The main premise of Mogusa-san Fights Against Appetite is that Mogusa, whose appetite is virtually endless, is trying to transition into a more normal eating schedule. Where once she could be found snacking throughout the entire day, now she wants to limit herself to “only” three meals—albeit, every individual meal is itself more like three meals to the average person. Part of the comedy of this series is that, inevitably, Mogusa succumbs to her hunger pangs and has a rapturous encounter with whatever food’s in front of her. In the final volume of Mogusa-san Fights Against Appetite, however, this begins to increasingly weigh on her mind.

Seeing everyone, including her boyfriend Koguchi Torao, working hard to achieve their dreams and win their personal battles makes Mogusa very self-conscious about the fact that her own challenge—eating somewhat like a “normal” person—seems so frivolous compared to others’. But a trip back home and some advice from her mom helps Mogusa to see differently. She has matured, and in fact her gluttony has been of great benefit to her. She’s made great friends, met a wonderful boy who’s grown into a splendid man, and given her a wealth of experiences. Mogusa ultimately decides to embrace her food lust and aim to become a gourmet writer, sharing her passion for cuisines great and small with the world.

This conclusion resonates with me greatly, and not merely because I love to eat everything as well. When it comes to food shaming and body shaming, we live in a culture where outward physical appearance and behavior are often prioritized over one’s psychological well-being. The guilt Mogusa feels over eating is not uncommon, even if it’s exaggerated in her instance. Every so often, I see someone mention that a guy or a girl are disgustingly fat and that they need to get in shape, not taking into account the inner emotions of the person they’re speaking about. Some people are better off exercising and experiencing dramatic weight gain/loss because it can lead them to greater personal satisfaction and overall happiness. For others, however, the constant pressure to match a certain beauty standard means that being more physically fit can lead to mental turmoil. There’s no universal solution, even if at least some exercise is undoubtedly beneficial in e end.

[Image-grounded pointing records]
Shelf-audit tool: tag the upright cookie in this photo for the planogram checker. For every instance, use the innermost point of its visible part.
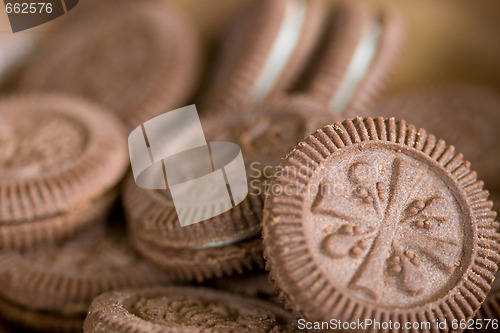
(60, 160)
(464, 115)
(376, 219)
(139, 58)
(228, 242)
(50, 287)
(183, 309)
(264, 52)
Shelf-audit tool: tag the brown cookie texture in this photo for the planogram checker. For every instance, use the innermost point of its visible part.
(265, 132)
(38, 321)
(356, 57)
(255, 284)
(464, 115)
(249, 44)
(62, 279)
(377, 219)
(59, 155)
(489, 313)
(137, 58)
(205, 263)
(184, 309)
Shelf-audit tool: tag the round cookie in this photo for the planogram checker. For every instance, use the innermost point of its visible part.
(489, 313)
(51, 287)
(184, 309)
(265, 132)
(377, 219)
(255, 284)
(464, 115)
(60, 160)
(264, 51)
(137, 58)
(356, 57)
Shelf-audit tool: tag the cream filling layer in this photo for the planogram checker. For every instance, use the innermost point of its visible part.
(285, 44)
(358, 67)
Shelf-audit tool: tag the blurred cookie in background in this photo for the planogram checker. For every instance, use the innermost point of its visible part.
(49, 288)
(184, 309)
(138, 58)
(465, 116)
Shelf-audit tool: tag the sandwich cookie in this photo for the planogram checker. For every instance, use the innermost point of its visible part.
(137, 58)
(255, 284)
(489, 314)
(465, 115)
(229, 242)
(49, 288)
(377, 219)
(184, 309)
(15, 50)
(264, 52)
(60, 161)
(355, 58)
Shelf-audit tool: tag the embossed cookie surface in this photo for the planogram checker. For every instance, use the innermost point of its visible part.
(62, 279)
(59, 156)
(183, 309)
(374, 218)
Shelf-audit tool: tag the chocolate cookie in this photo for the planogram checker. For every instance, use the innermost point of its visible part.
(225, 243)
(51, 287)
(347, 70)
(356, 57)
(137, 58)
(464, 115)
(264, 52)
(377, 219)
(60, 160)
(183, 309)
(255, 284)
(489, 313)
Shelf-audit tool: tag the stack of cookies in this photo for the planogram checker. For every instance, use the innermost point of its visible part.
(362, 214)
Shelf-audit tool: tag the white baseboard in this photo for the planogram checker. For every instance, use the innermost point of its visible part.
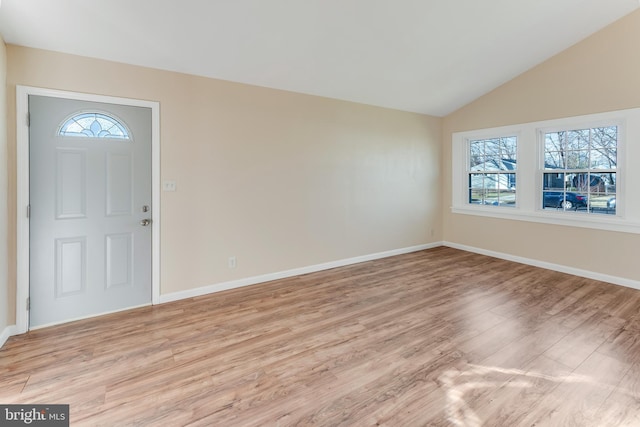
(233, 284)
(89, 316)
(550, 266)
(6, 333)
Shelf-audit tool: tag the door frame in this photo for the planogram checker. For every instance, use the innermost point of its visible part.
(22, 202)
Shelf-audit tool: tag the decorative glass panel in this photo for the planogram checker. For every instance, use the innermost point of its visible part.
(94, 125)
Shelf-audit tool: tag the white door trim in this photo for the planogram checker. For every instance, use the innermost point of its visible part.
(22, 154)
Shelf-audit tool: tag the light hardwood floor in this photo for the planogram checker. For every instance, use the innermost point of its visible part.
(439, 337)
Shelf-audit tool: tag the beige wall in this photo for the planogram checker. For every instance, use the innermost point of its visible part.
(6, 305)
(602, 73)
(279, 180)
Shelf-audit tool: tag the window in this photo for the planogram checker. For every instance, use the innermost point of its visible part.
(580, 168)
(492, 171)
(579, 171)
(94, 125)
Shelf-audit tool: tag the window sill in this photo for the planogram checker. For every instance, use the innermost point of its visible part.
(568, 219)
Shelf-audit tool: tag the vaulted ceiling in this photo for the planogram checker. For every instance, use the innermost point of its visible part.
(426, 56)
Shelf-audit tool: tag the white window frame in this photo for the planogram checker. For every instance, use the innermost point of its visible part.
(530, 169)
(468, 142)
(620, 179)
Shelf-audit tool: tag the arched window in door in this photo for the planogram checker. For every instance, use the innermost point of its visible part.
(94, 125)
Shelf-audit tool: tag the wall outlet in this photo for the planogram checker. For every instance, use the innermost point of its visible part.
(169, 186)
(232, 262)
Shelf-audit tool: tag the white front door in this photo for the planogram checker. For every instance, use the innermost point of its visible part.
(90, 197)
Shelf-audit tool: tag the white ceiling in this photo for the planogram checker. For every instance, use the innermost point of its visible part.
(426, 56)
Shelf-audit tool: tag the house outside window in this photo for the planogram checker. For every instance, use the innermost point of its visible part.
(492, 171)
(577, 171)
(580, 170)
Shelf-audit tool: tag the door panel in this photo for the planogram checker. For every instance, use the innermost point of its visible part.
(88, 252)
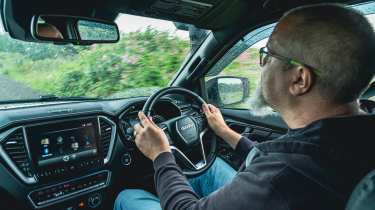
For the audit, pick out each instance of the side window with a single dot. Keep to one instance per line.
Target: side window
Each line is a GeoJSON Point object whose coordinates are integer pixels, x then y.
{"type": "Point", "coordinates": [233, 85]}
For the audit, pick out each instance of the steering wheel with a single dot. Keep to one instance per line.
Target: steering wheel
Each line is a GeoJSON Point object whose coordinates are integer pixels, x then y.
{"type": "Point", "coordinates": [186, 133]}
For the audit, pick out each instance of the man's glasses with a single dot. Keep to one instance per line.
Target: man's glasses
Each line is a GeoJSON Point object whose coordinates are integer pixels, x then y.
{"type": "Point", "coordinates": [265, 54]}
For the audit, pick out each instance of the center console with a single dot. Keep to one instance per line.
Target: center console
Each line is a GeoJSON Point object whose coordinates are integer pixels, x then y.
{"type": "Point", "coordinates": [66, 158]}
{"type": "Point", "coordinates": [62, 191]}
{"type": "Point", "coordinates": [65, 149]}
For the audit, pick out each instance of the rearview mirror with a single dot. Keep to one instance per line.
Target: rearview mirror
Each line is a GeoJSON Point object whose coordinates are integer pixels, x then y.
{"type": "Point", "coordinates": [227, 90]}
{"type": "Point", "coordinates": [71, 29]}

#### Check your understanding:
a) According to the passage on Mogusa-san Fights Against Appetite, what career does Mogusa decide to pursue in the final volume?
b) Continue the passage on Mogusa-san Fights Against Appetite from where it stops.

#### Answer list:
a) She aims to become a gourmet writer.

b)
This lesson isn’t limited to food. For as long as I’ve been a part of online communities, I’ve seen people twist themselves trying to hide what they deemed to be shameful hobbies or activities. They get so desperate in their desire to not be judged by their peers that it eats them up inside (Mogusa-san pun not intended), and I’ve tried to live my own life in defiance of that. Even if there might be problems that arise from one’s own interests, it shouldn’t be repressed to the point that it crushes people from within.

While Mogusa has an impossibly petite body given how much she eats, and she’s perpetually “anime-girl cute,” even she has to fight an image in her mind that she fails to live up to. In her case, it’s the yamato nadeshiko-style ideal Japanese woman archetype. She constantly imagines Koguchi, who’s living in the old Japanese capital of Kyoto, breaking up with Mogusa because she’s not traditionally beautiful enough. This also ties into how one of Mogusa’s greatest shames is the thunderous roar of her belly when she’s hungry. In Japan, many women find a growling stomach to be embarrassing, and Mogusa’s is capable of waking up sleeping animals. To see her overcome all that and be in a happier place fills me with joy.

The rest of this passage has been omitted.